Task input:
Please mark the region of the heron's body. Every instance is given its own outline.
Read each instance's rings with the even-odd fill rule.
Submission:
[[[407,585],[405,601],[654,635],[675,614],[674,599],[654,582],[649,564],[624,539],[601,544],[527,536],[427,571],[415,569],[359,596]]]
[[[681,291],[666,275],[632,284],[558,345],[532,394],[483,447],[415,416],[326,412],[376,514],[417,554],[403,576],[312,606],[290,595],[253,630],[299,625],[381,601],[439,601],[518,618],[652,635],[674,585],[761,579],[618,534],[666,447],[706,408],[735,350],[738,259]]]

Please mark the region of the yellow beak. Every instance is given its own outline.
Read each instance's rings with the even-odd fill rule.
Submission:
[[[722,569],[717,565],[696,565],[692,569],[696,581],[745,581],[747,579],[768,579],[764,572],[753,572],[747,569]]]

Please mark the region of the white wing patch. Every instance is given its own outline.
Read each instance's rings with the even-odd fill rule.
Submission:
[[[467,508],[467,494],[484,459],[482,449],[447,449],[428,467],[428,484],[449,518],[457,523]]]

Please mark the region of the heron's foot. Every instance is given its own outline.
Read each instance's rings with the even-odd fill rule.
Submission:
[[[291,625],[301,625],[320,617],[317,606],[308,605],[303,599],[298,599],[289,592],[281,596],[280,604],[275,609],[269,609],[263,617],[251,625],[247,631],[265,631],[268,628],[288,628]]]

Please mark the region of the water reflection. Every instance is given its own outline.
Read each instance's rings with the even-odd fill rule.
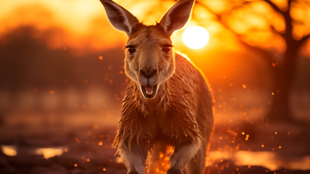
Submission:
[[[10,156],[14,156],[17,155],[16,147],[12,146],[2,146],[1,150],[5,154]]]
[[[38,155],[43,155],[45,159],[48,159],[55,156],[60,156],[65,151],[65,148],[40,148],[35,150],[35,153]]]
[[[223,159],[233,160],[237,166],[258,166],[271,171],[281,168],[292,170],[310,170],[310,156],[283,158],[274,152],[253,152],[241,150],[236,152],[211,151],[208,154],[207,165],[212,164],[213,160]]]
[[[1,150],[5,154],[11,156],[17,155],[18,152],[19,155],[43,155],[44,158],[48,159],[55,156],[61,155],[68,151],[68,148],[64,146],[38,148],[1,146]]]

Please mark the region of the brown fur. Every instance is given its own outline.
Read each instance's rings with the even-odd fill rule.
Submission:
[[[128,173],[143,173],[148,151],[158,148],[150,158],[155,164],[168,145],[174,148],[167,174],[181,173],[186,166],[189,174],[202,173],[213,124],[212,96],[202,72],[174,53],[170,38],[185,24],[194,0],[179,1],[151,26],[110,0],[100,1],[113,26],[129,37],[124,69],[131,81],[113,143]]]
[[[200,71],[180,55],[176,55],[175,61],[175,73],[167,81],[165,92],[161,96],[161,103],[163,104],[158,105],[157,108],[158,112],[161,111],[161,107],[168,108],[168,117],[163,123],[164,129],[162,133],[165,138],[172,140],[169,142],[174,146],[184,141],[193,141],[195,136],[201,137],[200,129],[210,129],[213,121],[212,96]],[[117,148],[126,143],[130,149],[131,140],[135,139],[139,143],[144,138],[149,141],[149,146],[151,147],[152,143],[158,140],[154,134],[156,131],[148,124],[147,114],[144,112],[143,107],[140,107],[143,103],[138,90],[135,83],[131,81],[123,101],[117,133],[114,141]],[[198,109],[198,105],[205,108]],[[203,116],[197,117],[198,111]]]

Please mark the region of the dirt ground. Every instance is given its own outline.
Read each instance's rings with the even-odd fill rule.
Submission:
[[[306,125],[264,125],[216,126],[206,173],[310,173],[310,142],[307,138],[310,132],[305,130]],[[289,126],[296,127],[289,134]],[[2,126],[0,144],[11,146],[17,154],[12,155],[9,150],[5,153],[12,156],[5,154],[6,146],[2,146],[0,173],[126,173],[121,159],[114,156],[116,149],[111,147],[117,128],[116,125],[89,124]]]

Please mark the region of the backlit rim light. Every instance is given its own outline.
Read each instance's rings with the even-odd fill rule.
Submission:
[[[188,28],[183,33],[183,41],[187,46],[199,49],[206,46],[209,40],[209,34],[204,28],[194,26]]]

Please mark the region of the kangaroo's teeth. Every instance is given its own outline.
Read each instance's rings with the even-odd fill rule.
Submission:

Description of the task:
Pick out each line of the records that contains the word "heron", treating uppercase and lowercase as different.

Right answer:
Please mark the region of the heron's body. Every instance is given its own outline.
Please mark the region of the heron's foot. Every instance is given its own outline.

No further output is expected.